La memoria no solo es selectiva. La parte buena de este punzón con doble filo llega a mostrarnos una herramienta cómplice y terapéutica. Nos transporta a una isla pasada en la que refugiarse para atenuar el dolor que conjuga el presente. Quizás por eso, este año -más que ningún otro- mis recuerdos han entendido la llegada de noviembre como el momento en el que regresar de forma incontrolable a mi infancia. A estampas que me sitúan camino del campo con mi pandilla de amigos del pueblo. Porque el Día de Todos los Santos olía a castañas asadas. Invitaba a una diversión que no estaba reñida con el posterior ritual -respetuoso y cariñoso- que nos llevaba al cementerio, cuando empezábamos a comprender que aquel no era el lugar tétrico que veíamos en la televisión. Que allí, en el camposanto, nos citábamos bajo una lluvia de hojas otoñales con personas muy queridas a las que tanto echábamos de menos.

### [Preguntas del material]
**a.** Según el texto sobre la memoria, ¿a qué olía el Día de Todos los Santos?
**b.** Resume en pocas líneas el párrafo del texto sobre la memoria que empieza con "La memoria no solo es selectiva" y conserva sus datos principales.
**c.** Sigue escribiendo el texto sobre la memoria a partir de su última oración.
Las entradas son un material aparte del texto sobre la memoria.

### [Entradas proporcionadas]
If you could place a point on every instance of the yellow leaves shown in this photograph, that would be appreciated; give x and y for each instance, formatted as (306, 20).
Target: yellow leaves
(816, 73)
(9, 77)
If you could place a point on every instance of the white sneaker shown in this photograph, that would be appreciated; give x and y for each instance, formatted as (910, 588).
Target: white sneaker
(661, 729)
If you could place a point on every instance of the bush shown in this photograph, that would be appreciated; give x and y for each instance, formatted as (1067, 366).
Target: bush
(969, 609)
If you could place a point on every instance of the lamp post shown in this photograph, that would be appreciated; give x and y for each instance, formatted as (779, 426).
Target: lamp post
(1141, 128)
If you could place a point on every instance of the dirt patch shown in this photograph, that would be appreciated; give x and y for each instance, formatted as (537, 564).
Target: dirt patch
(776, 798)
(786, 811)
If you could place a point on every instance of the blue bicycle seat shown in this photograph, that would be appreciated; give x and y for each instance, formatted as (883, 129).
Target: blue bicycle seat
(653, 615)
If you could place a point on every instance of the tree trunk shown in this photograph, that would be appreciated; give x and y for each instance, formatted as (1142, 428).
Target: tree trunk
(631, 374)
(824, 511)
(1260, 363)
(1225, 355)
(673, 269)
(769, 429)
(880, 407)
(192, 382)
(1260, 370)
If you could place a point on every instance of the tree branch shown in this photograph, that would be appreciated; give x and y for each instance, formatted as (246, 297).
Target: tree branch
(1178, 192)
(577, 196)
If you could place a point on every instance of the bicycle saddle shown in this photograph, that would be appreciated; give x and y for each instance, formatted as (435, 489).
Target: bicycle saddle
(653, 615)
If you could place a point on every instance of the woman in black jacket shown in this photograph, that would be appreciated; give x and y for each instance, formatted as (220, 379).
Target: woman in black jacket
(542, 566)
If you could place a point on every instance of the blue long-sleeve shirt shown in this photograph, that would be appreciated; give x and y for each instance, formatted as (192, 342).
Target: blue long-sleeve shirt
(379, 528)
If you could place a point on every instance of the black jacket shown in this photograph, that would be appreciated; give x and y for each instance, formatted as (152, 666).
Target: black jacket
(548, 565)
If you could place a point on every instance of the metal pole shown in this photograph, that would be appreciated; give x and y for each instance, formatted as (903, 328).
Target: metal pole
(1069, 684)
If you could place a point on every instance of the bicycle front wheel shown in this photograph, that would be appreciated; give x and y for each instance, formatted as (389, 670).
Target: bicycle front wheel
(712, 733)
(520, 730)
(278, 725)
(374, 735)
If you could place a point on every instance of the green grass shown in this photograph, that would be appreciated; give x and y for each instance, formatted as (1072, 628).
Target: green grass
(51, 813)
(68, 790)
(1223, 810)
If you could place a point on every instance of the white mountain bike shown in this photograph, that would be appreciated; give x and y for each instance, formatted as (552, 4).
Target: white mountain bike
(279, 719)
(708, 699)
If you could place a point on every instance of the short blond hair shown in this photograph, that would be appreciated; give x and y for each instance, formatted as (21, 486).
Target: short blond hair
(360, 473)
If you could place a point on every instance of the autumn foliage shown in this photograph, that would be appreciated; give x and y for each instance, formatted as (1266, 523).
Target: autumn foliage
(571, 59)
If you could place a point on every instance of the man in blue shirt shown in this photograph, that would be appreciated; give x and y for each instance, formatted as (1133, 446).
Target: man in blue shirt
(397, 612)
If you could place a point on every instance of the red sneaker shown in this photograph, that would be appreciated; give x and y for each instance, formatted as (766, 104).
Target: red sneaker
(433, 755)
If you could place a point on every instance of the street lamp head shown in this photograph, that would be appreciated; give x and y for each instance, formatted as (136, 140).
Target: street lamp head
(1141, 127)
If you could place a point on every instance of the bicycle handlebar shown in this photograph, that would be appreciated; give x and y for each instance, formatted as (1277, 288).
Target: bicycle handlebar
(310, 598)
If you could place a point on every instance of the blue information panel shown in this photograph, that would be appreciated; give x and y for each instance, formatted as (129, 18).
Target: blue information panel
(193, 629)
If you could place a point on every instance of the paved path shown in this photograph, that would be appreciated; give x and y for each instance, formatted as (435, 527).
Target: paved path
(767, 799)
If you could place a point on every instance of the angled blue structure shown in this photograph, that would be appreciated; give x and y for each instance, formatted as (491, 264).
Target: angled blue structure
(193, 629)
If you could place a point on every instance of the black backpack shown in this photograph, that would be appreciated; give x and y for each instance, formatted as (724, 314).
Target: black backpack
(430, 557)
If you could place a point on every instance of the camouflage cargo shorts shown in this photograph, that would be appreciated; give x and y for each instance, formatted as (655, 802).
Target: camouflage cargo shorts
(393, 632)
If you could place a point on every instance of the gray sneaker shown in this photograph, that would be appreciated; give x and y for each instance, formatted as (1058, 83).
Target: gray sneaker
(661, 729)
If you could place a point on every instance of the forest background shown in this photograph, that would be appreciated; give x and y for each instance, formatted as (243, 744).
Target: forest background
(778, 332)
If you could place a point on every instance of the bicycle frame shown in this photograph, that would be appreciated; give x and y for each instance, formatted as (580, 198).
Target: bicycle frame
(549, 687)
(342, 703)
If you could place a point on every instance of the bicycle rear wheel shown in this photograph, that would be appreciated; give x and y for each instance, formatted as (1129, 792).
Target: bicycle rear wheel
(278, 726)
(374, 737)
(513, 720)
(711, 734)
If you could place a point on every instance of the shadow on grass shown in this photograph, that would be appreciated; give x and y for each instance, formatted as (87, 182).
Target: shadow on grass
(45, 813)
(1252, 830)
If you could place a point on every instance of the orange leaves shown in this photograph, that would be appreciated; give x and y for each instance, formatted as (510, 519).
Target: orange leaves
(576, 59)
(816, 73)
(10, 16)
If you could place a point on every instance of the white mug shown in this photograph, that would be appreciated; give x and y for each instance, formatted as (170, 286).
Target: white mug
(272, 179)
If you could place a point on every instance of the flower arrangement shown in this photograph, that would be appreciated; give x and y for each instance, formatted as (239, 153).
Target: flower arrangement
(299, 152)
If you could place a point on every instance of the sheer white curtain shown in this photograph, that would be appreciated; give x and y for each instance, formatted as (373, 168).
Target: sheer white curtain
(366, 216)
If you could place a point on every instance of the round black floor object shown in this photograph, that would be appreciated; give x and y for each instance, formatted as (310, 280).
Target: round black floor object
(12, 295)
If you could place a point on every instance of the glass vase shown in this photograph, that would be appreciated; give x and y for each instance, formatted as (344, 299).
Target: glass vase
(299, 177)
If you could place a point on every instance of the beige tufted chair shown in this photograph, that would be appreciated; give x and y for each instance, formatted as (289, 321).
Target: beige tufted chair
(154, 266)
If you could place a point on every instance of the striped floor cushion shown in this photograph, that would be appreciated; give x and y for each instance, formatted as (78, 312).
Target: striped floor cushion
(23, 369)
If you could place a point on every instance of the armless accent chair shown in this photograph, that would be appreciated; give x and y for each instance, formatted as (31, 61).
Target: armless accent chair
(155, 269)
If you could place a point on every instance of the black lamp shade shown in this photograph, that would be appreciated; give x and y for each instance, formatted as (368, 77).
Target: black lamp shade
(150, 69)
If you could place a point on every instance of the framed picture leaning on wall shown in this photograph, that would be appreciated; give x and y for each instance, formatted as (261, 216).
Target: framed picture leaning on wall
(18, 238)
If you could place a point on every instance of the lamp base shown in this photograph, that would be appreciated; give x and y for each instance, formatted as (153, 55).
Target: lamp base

### [Soluciones de actividades]
**a.** A castañas asadas.

**b.** La memoria, además de selectiva, puede ser cómplice y terapéutica: nos lleva a un pasado donde refugiarnos del dolor del presente. Este año, más que nunca, la llegada de noviembre me devuelve a la infancia. Me veo yendo al campo con la pandilla del pueblo, con el olor a castañas asadas del Día de Todos los Santos. Después venía la visita respetuosa y cariñosa al cementerio. No era el lugar tétrico de la televisión, sino un sitio donde, bajo las hojas de otoño, nos reuníamos con seres queridos a los que echábamos de menos.

**c.**
Afortunadamente, por aquel entonces Halloween aún no había aparecido en nuestras vidas. Ni estaba ni se le esperaba. Era, como mucho, una distorsión postiza e ininteligible que se asomaba a alguna de las series americanas que vomitaba por la tarde la austera 'caja tonta'. Luego, esta mascarada anglosajona llegó para quedarse. Para atiborrar los supermercados y atravesar cualquier rincón con una escenificación del terror que, esta vez, no resultará teatral. Por desgracia, este año viviremos el puente del miedo. De la incertidumbre palpable. Bajo la noche, no habrá fiesta de disfraces. Esta realidad casi confinada impone el toque de queda. A cualquier hora del día, en cualquier calle de este y muchos otros países, no hará el frío de estas fechas. Tampoco calor. Soplarán los vientos negros de la pandemia.